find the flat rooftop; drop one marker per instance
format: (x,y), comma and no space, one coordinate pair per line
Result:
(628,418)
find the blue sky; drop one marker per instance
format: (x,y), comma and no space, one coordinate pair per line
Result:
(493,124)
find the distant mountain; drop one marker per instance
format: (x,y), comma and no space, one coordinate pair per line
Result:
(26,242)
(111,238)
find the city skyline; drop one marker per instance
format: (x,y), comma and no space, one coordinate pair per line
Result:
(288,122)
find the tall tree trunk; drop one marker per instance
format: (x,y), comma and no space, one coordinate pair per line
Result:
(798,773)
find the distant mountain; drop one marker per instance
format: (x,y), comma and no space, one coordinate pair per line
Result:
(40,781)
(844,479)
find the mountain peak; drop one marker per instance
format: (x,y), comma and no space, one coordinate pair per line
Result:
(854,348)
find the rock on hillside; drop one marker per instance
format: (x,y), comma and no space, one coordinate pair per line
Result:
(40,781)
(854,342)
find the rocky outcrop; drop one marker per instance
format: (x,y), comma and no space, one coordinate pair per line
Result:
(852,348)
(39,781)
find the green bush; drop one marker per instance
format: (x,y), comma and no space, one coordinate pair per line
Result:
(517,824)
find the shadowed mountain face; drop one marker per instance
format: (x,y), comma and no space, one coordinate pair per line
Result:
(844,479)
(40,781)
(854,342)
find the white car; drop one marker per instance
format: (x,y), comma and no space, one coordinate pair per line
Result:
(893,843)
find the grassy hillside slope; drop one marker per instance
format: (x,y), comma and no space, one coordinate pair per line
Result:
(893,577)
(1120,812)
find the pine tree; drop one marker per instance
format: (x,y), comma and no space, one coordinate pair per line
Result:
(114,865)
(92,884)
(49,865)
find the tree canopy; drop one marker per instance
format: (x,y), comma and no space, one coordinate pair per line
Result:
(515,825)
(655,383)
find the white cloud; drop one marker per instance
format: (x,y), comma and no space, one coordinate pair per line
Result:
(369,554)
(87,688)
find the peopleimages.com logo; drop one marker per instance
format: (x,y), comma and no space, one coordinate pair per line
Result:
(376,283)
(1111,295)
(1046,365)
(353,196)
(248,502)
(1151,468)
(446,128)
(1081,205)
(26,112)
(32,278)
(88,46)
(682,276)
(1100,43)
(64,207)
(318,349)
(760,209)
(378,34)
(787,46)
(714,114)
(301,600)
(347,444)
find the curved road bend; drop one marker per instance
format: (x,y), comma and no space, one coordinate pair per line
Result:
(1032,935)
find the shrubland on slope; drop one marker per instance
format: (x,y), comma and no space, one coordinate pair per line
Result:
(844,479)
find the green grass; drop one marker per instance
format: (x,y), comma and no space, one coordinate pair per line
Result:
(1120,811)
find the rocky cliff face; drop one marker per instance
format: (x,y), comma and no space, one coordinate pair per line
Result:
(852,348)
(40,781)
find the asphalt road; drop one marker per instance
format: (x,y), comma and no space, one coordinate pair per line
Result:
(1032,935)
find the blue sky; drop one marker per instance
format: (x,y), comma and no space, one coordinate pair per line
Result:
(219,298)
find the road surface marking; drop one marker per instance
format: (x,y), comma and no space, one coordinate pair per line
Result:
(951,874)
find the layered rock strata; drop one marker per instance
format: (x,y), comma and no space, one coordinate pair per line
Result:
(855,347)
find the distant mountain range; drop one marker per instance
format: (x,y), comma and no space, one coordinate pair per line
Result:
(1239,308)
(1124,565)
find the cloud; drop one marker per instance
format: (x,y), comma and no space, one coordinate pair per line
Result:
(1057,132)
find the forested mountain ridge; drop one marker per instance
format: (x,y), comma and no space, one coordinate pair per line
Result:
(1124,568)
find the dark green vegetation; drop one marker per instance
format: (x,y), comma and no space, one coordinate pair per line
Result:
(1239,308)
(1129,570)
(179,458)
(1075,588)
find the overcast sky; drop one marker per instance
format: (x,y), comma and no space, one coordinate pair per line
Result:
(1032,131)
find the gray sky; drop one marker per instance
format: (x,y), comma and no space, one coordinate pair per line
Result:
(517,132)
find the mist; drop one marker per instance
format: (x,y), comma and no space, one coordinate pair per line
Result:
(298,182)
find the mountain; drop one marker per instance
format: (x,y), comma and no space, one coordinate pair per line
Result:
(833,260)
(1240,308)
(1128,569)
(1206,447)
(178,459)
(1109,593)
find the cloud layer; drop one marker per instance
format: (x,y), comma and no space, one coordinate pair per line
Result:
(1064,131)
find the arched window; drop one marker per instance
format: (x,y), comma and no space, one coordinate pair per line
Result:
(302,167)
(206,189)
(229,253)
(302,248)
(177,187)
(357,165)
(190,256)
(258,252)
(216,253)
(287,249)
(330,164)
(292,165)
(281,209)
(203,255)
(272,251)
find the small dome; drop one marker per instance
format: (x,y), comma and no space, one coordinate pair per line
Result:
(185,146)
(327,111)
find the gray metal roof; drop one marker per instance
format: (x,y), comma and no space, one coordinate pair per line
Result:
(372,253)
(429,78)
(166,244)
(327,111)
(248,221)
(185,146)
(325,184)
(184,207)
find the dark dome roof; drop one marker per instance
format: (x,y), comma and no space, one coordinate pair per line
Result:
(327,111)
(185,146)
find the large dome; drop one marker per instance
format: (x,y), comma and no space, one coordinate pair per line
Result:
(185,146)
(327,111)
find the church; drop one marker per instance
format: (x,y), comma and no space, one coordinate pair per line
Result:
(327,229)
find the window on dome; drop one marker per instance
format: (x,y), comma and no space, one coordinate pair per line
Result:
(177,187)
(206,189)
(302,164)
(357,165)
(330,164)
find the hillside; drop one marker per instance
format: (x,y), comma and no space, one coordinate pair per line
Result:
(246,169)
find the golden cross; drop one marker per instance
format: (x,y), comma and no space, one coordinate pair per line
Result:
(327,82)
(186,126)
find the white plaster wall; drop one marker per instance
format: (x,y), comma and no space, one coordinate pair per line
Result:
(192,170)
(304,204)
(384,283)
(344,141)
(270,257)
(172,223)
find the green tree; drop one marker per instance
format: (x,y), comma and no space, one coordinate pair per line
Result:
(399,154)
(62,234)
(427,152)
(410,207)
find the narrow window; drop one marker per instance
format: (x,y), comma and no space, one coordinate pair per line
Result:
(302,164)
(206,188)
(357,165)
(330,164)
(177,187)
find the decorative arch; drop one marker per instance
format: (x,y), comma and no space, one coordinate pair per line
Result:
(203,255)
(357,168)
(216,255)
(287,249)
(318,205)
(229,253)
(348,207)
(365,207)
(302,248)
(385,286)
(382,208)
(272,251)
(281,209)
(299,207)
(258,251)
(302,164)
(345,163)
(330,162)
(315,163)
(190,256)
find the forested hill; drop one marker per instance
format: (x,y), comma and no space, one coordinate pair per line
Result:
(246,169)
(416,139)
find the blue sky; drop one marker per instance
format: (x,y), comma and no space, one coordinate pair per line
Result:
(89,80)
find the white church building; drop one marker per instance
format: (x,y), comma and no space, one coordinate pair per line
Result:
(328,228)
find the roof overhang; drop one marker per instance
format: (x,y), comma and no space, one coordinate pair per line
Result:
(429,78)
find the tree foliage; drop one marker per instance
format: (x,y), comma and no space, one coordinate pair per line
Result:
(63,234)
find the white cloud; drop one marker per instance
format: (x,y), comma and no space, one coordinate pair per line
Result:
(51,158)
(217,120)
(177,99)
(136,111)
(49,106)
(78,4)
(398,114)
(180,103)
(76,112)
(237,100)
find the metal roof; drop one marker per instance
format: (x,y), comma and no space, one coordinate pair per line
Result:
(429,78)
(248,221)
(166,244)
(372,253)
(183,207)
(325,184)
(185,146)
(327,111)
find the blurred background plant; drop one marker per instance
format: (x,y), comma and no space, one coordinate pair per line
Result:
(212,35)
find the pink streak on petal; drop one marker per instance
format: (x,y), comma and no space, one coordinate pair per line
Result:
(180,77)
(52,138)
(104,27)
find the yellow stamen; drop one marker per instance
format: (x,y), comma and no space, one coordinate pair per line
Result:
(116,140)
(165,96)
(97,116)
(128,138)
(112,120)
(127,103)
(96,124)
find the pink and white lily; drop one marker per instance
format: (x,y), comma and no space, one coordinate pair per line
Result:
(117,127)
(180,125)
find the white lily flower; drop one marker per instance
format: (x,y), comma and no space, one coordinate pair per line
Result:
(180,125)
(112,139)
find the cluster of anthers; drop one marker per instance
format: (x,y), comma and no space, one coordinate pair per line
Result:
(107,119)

--*--

Directions for this task
Copy the rows above, from the line containing "find the blurred" through the final line, inclusive. Reproduce every line unchanged except the answer coordinates, and increase each of their numbers by 32.

Answer to this task
find the blurred background plant; drop one marker per instance
format: (x,y), comma and no space, one coordinate pair per line
Result:
(244,67)
find the pink streak on petal; drop one marker per instance
format: (x,y), comma and no space, one coordinate pair per line
Result:
(212,109)
(84,170)
(136,59)
find the yellow stamen; drop one marker per instance
format: (x,y), comma and no space, one coordinate pair per line
Result:
(148,172)
(197,128)
(129,148)
(160,170)
(144,152)
(159,135)
(128,156)
find the pink and white lily; drop one marker per instance
format: (x,y), comma and no space, one coordinate pair per line
Result:
(149,159)
(212,157)
find the white lily flower; drop one marker per instance
format: (x,y), comma and no space, one coordinate pair per line
Result:
(212,157)
(144,171)
find the cluster of anthers; drop one marker per instance
format: (x,y), comma and no space, one coordinate pair per line
Result:
(139,151)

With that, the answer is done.